● **What the task requires**:
Tally the lines in the rows below that contain the word "collar", treating uppercase and lowercase as distinct, and give only the resulting number.

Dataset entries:

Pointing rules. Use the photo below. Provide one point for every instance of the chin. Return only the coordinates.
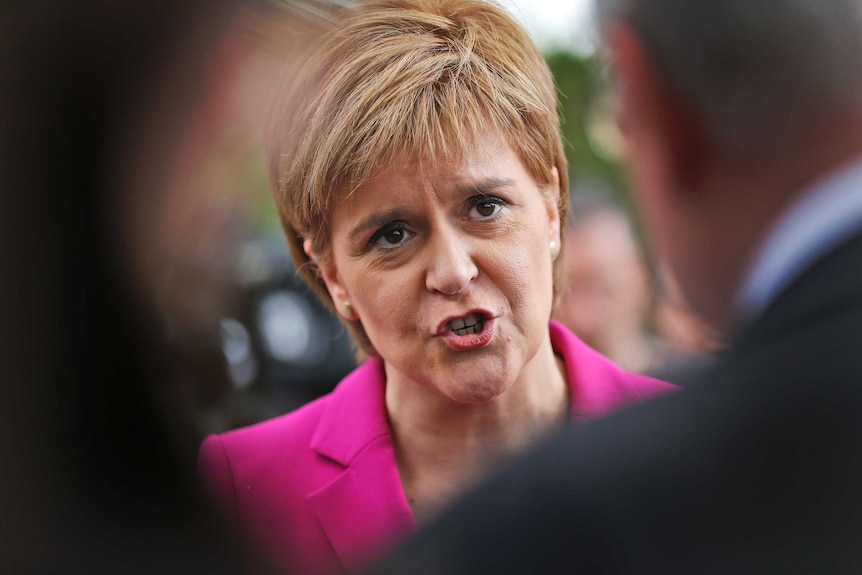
(474, 394)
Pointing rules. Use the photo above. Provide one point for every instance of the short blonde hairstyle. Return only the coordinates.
(420, 78)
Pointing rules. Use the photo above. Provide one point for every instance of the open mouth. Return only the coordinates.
(469, 324)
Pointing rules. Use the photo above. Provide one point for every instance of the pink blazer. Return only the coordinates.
(318, 489)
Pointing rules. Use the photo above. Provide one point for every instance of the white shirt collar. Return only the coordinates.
(824, 216)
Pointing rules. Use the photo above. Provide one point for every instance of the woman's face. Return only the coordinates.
(449, 268)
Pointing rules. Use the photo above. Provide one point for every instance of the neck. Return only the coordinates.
(443, 447)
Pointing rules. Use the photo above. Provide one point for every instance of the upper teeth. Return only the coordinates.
(466, 321)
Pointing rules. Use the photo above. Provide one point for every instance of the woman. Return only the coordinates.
(420, 176)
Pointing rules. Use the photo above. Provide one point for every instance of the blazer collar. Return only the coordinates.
(363, 510)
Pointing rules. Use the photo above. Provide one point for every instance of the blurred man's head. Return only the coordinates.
(729, 109)
(607, 292)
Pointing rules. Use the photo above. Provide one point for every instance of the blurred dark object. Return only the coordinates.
(283, 348)
(93, 479)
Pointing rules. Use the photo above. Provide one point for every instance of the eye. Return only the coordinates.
(390, 236)
(485, 207)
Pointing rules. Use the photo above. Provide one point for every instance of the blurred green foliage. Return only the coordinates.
(582, 91)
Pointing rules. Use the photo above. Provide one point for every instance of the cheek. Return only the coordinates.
(386, 302)
(525, 271)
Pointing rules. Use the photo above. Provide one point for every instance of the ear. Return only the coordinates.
(666, 139)
(334, 285)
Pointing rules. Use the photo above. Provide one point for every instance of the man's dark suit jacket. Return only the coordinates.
(756, 468)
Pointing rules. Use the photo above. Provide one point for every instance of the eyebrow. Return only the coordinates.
(484, 186)
(374, 221)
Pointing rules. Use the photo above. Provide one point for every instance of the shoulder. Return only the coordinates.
(287, 439)
(598, 386)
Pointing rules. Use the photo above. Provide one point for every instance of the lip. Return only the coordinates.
(471, 341)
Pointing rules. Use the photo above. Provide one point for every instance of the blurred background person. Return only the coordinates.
(607, 299)
(615, 304)
(420, 176)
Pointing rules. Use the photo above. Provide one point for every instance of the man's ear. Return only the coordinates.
(336, 289)
(653, 116)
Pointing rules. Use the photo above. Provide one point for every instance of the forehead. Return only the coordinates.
(485, 160)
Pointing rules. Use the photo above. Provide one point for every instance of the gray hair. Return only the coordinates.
(752, 69)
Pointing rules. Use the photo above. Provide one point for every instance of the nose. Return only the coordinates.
(451, 267)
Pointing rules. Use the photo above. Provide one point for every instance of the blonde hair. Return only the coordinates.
(421, 78)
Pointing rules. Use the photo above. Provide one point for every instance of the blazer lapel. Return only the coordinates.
(362, 510)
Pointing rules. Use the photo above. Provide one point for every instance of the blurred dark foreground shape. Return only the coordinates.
(94, 475)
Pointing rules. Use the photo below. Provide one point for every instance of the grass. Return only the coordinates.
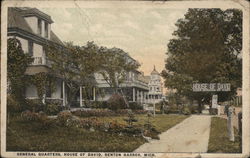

● **Output**:
2